**READING PASSAGE**
*** Begin section ***

Discussion of pro abortion topics in public institutions banned; the State of Idaho sued

Taya Power-Thornton | The Arbiter

It’s been over a year since the overturning of Roe v. Wade. Thirteen states had what are known as “trigger laws” go into effect. These are laws that would, if Roe were to be overturned, make abortion illegal in the state.

There are currently 21 states with bans on abortion, ranging from 18 weeks to a full ban. Idaho currently has a full abortion ban in place. This law went into effect Aug. 25, 2022.

In addition to abortion bans, Idaho also implemented a law called the No Public Funds for Abortions Act

The act makes it illegal for any institution that receives public funds to “provide, perform, or induce an abortion; assist in the provision or performance of an abortion; promote abortion; counsel in favor of abortion; refer for abortion; or provide facilities for an abortion or for training to provide or perform an abortion,” according to the act.

According to the law, violators could face a punishment anywhere between a misdemeanor and fine to up to 14 years in state prison.

This new law has raised legal concerns from university professors in the State of Idaho. Teachers from Boise State University, Idaho State University and University of Idaho have partnered with the American Civil Liberties Union (ACLU) to sue the State.

The key argument of the lawsuit, Idaho Federation of Teachers v. Labrador, is that the No Public Funds for Abortion Act “violates the First Amendment by restricting the academic speech of faculty at Idaho’s public universities” as stated in the case summary from the ACLU.

*** End section ***

**ASSIGNMENT**
Return the passage of the Idaho abortion law article starting with "Taya Power-Thornton |" and going on through "in the state.", copied word for word.

**Natural language region descriptions**
*** Begin section ***

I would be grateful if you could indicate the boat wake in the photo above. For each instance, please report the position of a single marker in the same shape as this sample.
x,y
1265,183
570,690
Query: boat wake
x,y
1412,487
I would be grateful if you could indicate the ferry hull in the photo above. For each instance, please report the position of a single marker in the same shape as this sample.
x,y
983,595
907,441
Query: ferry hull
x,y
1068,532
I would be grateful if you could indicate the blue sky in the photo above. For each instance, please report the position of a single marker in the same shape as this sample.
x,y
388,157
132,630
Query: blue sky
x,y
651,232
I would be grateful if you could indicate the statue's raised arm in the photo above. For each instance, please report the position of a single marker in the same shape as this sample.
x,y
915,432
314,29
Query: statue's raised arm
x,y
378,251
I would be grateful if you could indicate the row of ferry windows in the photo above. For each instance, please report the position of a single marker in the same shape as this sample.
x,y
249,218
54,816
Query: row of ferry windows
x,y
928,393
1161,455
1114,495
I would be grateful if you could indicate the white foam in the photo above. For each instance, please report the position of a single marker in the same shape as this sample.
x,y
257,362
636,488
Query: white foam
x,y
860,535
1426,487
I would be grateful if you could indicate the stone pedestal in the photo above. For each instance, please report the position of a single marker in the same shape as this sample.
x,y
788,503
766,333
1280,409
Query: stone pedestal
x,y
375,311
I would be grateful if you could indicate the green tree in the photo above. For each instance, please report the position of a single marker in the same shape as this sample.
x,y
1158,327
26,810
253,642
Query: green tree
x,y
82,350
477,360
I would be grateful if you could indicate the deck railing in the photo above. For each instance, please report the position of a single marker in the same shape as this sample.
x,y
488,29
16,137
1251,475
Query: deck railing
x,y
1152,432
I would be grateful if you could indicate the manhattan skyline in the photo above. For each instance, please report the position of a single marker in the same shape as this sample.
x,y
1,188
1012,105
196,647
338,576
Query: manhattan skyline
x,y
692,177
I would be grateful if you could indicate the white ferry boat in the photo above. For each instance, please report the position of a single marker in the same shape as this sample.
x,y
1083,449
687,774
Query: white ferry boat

*** End section ***

**RESPONSE TO THE EXERCISE**
Taya Power-Thornton | The Arbiter

It’s been over a year since the overturning of Roe v. Wade. Thirteen states had what are known as “trigger laws” go into effect. These are laws that would, if Roe were to be overturned, make abortion illegal in the state.